[Raw material]
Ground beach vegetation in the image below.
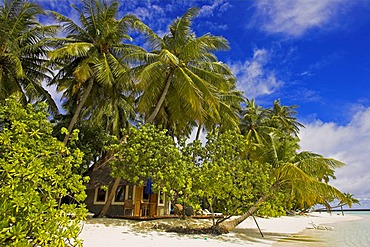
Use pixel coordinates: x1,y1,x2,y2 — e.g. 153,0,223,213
0,0,358,239
0,95,87,246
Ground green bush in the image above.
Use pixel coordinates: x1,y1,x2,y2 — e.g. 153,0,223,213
0,97,87,246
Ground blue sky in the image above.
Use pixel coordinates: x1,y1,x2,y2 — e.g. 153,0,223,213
36,0,370,208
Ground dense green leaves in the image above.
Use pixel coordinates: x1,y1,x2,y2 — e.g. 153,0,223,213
0,0,58,114
0,97,86,246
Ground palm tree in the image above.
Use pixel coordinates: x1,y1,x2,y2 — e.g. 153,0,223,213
219,134,347,231
0,0,58,114
128,8,233,136
49,0,147,144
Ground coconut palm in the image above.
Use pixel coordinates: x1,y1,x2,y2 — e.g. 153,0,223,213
128,8,233,137
0,0,58,114
49,0,146,143
220,134,347,231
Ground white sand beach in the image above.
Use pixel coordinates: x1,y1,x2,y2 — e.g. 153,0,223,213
80,213,361,247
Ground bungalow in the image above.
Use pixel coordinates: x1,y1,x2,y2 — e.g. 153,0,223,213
85,165,171,218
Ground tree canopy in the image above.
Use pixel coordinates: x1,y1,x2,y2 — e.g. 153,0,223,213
0,97,86,246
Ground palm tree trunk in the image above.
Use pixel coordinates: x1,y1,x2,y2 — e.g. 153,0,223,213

* [Written instruction] Transcribe all of the material above word for word, and leave the picture out of your copy.

* [Result for this task]
Ground beach vegetation in the image below.
Use pixel coordinates: x1,y1,x2,y2 — e.g. 153,0,223,213
0,0,358,239
0,95,87,246
Ground green bush in the image above.
Use pixel coordinates: x1,y1,x2,y2 — e.g. 153,0,223,213
0,97,87,246
Ground blue sky in the image above.
Use pixel coordinates: x1,y1,x2,y2 — e.g. 153,0,223,213
36,0,370,208
Ground dense green leaves in the image above.
Use pixel coordinates: x1,y1,x2,y2 — e.g. 153,0,223,213
0,0,58,114
0,97,86,246
Ground palm tree in the image above.
Use pixel coordinates: x1,y1,x2,y2 — e.g. 153,0,223,213
219,134,347,231
0,0,58,114
128,8,233,136
49,0,147,144
Ground coconut palm in the image above.
Use pixel coordinates: x1,y1,x2,y2 — e.g. 153,0,223,213
128,8,233,137
0,0,58,114
49,0,146,143
220,134,347,231
Ground white sand beach in the image above.
Use pixel coordinates: x1,y1,x2,y2 — e.g. 153,0,223,213
80,213,361,247
Ground bungalow in the image above.
Use pixel coordinates: x1,y1,x2,y2 — e.g. 153,0,223,213
85,165,171,218
Ground tree canopy in the image above.
Use pixel coordinates: x1,y1,x2,y2 — e.g. 153,0,223,213
0,97,86,246
Ground palm tree trunk in the image above.
Use pixel coordinates: x1,y1,x2,y2 — e.g. 153,0,223,213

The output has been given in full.